The Shield ist eine von starken Charakteren geprägte Serie. Da die Hauptfiguren korrupte Polizisten sind, steht die Serie natürlich in den USA in der Kritik. Zudem läuft sie auf dem Kabelsender F/X, so dass die Darstellungen von Bandenkriminalität - aber auch Polizeigewalt - extrem sein können. Eines der treibenden Momente der Serie ist die beständige Gradwanderung von Mackey und den anderen Polizisten zwischen Recht, Gesetz, Gerechtigkeit und Mauschelein, um sich gegenseitig den Rücken frei zu halten ...

Hintergrund: The Shield vereint die besten Teile von spanungsgeladenen Action-Dramaserien wie 24 und Charakterdramen wie Lost. Den Mackey und sein Team sind quasi Doppelagenten - ihre Umgebung darf nicht erfahren, was sie wirklich tun. Zudem müssen sie einerseits Erfolge in der Verbrecherjagd vorweise, sind diesen jedoch teilweise verpflichtet.

Zu erledigende Aufgaben »
**a)** Prüfen Sie, ob die folgenden Aussagen mit dem Text über die Serie The Shield übereinstimmen, und antworten Sie jeweils mit Ja oder Nein samt den entscheidenden Worten des Textes als wörtlichem Zitat. (i) Die Serie läuft auf dem Kabelsender F/X. (ii) Die Hauptfiguren der Serie sind korrupte Polizisten. (iii) In den USA wird die Serie durchweg gelobt.
**b)** Wiederholen Sie aus dem Text über The Shield wortgetreu die Passage von „Hintergrund: The Shield“ bis „jedoch teilweise verpflichtet.“.
Die Datensätze spielen hierfür keine Rolle.

Angezeigte Datensätze »
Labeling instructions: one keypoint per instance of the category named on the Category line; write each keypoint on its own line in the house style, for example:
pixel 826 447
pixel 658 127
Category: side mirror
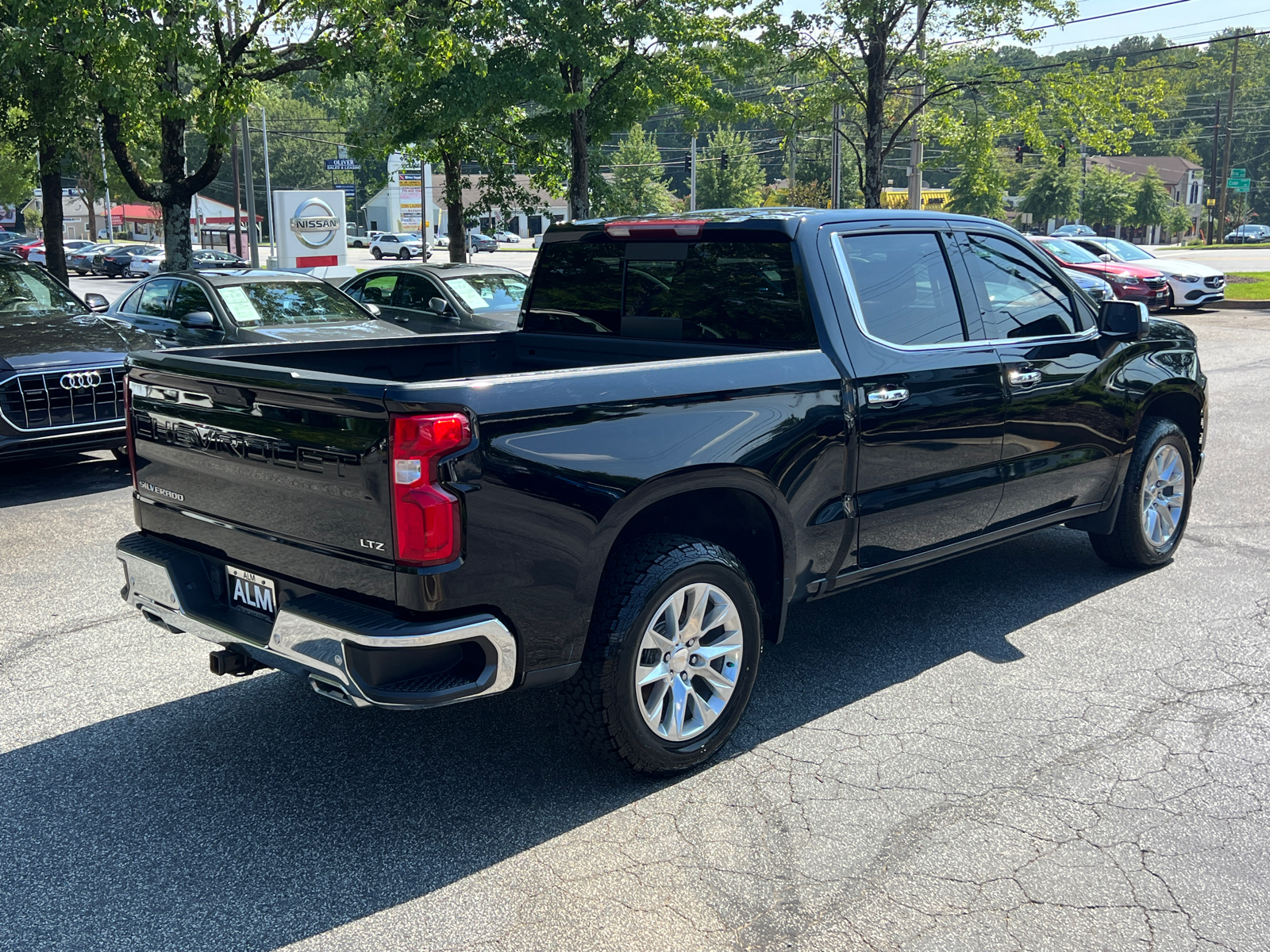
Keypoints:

Ergebnisse je Aufgabe »
**a)**
(i) Ja: „Zudem läuft sie auf dem Kabelsender F/X“
(ii) Ja: „Da die Hauptfiguren korrupte Polizisten sind“
(iii) Nein: „steht die Serie natürlich in den USA in der Kritik“

**b)**
Hintergrund: The Shield vereint die besten Teile von spanungsgeladenen Action-Dramaserien wie 24 und Charakterdramen wie Lost. Den Mackey und sein Team sind quasi Doppelagenten - ihre Umgebung darf nicht erfahren, was sie wirklich tun. Zudem müssen sie einerseits Erfolge in der Verbrecherjagd vorweise, sind diesen jedoch teilweise verpflichtet.